Report all lines in the records that hold the string "below".

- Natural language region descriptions
————
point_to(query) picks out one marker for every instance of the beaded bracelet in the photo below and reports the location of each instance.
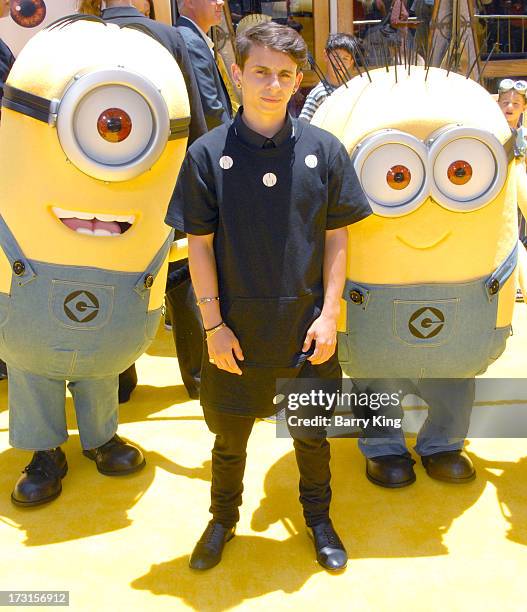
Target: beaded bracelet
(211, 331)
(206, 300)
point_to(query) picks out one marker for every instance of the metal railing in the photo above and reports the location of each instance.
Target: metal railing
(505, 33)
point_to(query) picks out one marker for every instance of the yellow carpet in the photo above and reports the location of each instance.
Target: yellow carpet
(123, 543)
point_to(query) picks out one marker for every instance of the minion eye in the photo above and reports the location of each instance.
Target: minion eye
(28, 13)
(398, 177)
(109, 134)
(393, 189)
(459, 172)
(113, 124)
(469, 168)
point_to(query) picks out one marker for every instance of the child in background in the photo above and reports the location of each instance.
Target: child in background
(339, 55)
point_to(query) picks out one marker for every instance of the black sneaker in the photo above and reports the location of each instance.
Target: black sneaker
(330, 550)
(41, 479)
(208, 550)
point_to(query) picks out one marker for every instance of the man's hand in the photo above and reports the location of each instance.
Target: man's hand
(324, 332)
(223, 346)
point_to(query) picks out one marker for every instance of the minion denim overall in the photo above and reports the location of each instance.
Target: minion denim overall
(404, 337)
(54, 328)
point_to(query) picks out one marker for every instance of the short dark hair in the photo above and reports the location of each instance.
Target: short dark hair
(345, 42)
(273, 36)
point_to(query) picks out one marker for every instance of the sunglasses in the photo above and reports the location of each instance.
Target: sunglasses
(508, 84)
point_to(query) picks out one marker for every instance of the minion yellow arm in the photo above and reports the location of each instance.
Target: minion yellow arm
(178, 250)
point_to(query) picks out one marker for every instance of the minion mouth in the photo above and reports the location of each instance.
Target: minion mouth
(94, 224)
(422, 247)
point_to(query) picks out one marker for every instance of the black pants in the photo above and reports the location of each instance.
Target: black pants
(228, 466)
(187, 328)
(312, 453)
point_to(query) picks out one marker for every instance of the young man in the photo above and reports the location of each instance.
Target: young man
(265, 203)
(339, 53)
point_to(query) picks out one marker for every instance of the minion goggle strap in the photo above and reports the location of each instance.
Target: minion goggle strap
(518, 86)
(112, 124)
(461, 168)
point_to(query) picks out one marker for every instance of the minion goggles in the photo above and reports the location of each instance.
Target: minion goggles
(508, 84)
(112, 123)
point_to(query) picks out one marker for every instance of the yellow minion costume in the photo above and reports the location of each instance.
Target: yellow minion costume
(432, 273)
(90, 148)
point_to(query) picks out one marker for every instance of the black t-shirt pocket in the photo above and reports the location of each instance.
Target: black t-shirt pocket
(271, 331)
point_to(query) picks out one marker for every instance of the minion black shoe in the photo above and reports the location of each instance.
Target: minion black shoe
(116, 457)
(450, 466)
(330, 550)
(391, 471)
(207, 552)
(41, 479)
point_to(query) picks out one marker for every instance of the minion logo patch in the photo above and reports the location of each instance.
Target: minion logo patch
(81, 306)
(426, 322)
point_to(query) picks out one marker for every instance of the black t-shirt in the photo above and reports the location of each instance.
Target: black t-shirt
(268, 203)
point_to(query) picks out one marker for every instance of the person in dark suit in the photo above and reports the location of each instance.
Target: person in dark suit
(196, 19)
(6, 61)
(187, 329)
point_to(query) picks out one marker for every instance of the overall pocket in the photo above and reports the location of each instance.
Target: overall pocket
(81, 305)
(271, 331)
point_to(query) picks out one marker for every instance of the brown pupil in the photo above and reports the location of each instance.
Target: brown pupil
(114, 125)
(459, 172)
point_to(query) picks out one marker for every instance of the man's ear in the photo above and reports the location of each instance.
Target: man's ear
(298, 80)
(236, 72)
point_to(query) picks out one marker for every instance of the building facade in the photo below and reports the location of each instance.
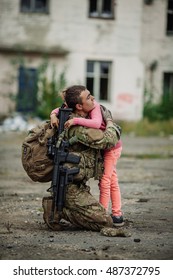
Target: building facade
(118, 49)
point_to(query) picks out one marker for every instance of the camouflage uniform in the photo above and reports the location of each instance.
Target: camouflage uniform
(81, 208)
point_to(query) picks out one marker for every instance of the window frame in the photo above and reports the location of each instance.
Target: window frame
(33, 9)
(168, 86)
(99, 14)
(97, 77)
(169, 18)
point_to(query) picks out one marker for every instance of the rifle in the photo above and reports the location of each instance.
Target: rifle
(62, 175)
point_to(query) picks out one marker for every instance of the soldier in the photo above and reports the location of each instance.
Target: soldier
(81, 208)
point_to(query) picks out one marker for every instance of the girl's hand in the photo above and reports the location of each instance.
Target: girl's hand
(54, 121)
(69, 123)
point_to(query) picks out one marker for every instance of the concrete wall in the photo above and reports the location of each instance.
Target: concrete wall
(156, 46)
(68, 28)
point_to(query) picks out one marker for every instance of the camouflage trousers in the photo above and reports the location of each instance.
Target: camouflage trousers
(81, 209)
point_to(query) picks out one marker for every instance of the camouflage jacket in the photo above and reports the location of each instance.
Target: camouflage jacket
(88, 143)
————
- Exercise output
point_to(query) picks out one marker for every instance of the beaded bracelet in the photo below and reports the location of each instance.
point_to(query) picks out one marker for every instance of the building facade in the photo below and reports the location of each instance.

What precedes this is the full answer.